Os portugueses não andaram pelo mundo fora para, nas palavras de hoje, “criar riqueza”. Para “criar riqueza” é necessário disciplina, um plano, fundos, vontade férrea – e uma espécie de inteligência que não se produzia em Coimbra (ai de nós) nem nos Ministérios: a que estava relacionada com as coisas práticas e com o chamado “longo prazo”. Assim, nas colónias ou onde quer que fosse, os portugueses enriqueceram sem criar riqueza, ou seja, fizeram fortuna. Depois, por vaidade e, em alguns casos, por embirração com a pátria, também realizaram grandes feitos e deixaram obra. Um português gosta de deixar obra, da mesma forma que um pai de família do Minho gosta de prover os seus filhos com uma herança.

Os holandeses, que ocuparam o Pernambuco durante alguns anos, não se limitaram a explorar o açúcar brasileiro – levaram bibliotecas e arquitectos, construíram jardins e pontes, estudaram a botânica dos trópicos, lançaram as bases de uma pequena civilização entre a barbárie da época. Os bárbaros, digamos, eram os plantadores de cana de açúcar. Quando a exploração local começou a ficar deficitária, de Haia mandaram-nos regressar, coisa que a batalha de Guararapes acelerou em definitivo. Um dos antepassados dos Homem governou episodicamente o forte de Itamaracá, de onde os Orange holandeses foram expulsos.
****
### Conjunto de tarefas:
- a) No texto sobre os portugueses e os holandeses, que batalha acelerou de vez o regresso dos holandeses?
- b) Retome o texto sobre os portugueses e os holandeses no Pernambuco a partir do ponto em que termina.

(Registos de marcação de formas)
****
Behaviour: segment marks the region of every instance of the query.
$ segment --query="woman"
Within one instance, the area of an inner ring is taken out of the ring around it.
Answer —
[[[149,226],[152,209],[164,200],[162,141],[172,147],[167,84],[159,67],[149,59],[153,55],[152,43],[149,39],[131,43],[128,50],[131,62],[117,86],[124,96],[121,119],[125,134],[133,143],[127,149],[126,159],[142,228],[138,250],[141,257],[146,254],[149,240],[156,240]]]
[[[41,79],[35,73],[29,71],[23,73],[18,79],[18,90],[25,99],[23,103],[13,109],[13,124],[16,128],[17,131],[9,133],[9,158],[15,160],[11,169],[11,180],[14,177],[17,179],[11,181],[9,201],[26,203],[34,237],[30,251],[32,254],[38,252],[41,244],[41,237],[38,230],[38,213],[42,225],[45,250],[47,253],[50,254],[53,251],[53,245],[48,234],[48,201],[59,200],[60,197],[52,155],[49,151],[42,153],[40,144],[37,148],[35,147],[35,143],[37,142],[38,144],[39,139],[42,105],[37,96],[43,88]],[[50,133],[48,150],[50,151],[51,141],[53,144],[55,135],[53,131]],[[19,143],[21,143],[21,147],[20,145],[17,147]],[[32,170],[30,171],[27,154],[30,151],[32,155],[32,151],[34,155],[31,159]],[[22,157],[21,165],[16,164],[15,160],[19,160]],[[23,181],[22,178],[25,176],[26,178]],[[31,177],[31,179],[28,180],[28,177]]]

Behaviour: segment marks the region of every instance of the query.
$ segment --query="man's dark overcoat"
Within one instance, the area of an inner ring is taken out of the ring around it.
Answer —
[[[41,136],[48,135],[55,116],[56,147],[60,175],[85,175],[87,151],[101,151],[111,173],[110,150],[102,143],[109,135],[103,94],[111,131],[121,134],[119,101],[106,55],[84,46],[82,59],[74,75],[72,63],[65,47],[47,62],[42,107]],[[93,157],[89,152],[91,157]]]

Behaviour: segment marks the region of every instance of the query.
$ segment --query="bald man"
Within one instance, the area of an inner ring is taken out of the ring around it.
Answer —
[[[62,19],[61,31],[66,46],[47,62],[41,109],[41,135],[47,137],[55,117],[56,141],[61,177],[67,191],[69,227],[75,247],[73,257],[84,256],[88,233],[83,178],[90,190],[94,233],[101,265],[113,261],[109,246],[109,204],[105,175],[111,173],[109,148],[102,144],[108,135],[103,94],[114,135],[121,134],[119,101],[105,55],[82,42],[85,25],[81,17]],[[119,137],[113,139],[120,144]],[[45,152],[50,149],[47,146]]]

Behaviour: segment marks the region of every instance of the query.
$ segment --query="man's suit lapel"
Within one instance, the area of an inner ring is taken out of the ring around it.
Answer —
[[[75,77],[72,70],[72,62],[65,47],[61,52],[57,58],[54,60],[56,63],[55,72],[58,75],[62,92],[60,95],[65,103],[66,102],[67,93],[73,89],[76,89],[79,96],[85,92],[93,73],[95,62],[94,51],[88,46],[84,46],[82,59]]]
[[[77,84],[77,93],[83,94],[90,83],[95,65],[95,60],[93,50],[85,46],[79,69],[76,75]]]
****
### Respostas por tarefa:
- a) A batalha de Guararapes.

- b)
A fortuna do tio Alfredo nunca levantou suspeitas, por pudor – era discreta e dava-se ao luxo de não ser exibida. Ao contrário dos torna-viagem do início do século, a quinta de Afife era um prodígio de discrição e de sensatez. O tio Alfredo era um ser moral que trazia na pela o ferrete dos trópicos. A tia Benedita, a matriarca da família, nunca gostou dele; não por ser rico, mas porque suspeitava que, no intervalo das colheitas e do desbravamento de terras conquistadas ao sertão, ele tinha sucumbido à luxúria local e se deixara viver em pecado. Era verdade. Viveu em grande, fez fortuna, cumpriu um destino. Morreu tranquilamente, a meio de uma merenda de melancia.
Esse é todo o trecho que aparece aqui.